TASKS AND EXERCISES:
(A) In the article on Abed al-Harush's death, what address in Rishon LeZion is given as the place where he was killed?
(B) Pick up the article on Abed al-Harush's death after its last sentence and continue it.

SELECTED EXCERPT:
=== Section Start ===

Abed al-Harush is the 22nd construction worker killed in a work accident this year. That’s a number you won’t hear in the mainstream Israeli press.
By Ruti Feuchtwanger
Have you heard of Abed al-Harush from the West Bank city of Yatta?
Probably not. And that’s not your fault. Most of us haven’t heard about him or his death, since it received very little attention in the press. No top headline, despite the fact that he deserved one, considering the way he died.
Al-Harush is the 22nd construction worker who has died in a work accident in 2016. He was killed on Wednesday, July 27 on 1 Popel Street in the city of Rishon LeZion. Warnings about the project’s lack of safety had been previously sounded to the team’s head of safety. For Abed al-Harush it ended with death. He fell from the seventh story after stepping on an improvised surface that collapsed. He didn’t stand a chance.

=== Section End ===

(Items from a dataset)
=== Section Start ===

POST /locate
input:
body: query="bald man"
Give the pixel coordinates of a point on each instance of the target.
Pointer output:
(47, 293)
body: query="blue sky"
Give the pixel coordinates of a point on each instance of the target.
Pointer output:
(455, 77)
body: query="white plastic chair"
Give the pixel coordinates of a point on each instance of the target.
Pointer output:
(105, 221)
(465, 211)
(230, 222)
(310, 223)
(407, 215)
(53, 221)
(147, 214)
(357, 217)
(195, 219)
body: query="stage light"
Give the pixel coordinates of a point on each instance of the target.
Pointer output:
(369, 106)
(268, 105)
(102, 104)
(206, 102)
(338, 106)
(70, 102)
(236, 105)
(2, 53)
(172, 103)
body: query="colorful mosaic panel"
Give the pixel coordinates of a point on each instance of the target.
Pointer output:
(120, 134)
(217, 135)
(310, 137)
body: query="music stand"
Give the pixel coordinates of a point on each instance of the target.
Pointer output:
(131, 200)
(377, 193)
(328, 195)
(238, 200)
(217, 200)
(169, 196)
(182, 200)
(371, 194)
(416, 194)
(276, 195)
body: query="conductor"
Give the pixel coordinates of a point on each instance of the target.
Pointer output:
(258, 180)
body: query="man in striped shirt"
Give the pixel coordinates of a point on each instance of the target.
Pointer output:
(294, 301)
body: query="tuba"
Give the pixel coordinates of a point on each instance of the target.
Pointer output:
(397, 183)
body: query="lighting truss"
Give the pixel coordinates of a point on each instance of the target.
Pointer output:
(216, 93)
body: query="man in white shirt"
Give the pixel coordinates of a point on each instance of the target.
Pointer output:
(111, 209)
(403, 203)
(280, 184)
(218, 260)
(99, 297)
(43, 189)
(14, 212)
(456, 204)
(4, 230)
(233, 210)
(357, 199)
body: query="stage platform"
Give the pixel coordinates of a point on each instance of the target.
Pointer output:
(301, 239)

=== Section End ===

EXPECTED OUTPUTS:
(A) 1 Popel Street

(B)
His death passed without much noise, just like that of 21 other workers who were killed before him this year, and Turkish laborer Younis Uzdamir who was killed this week and another construction worker who was killed this morning. There have been approximately 300 cases of construction worker deaths in the past decade — not including those in the occupied territories, which the head of occupational safety does not include in official reports.
Construction in Israel is a chronicle of a death foretold. Not because the issue of construction does not interest us. On the contrary: we are constantly discussing the housing crisis, the price of housing, and shady real estate deals. But of the enormous cost of human life we do not speak. At least not enough.
It is sad to say it, but it’s easy to just move on from the issue, since most construction workers who are injured or die are not Jewish Israelis — they are usually Arab citizens of Israel, Palestinians from the occupied territories, or foreign workers. They have no voice. No one counts them.
These aren’t localized incidents — this is policy. A policy of ignoring general safety rules, ignoring warnings, enforcement that hardly exists, a failure to take legal steps. When these accidents happen they are not reported, while neither the contractors nor the developers are punished. No fines, no arrests, not even an automatic stop-work order.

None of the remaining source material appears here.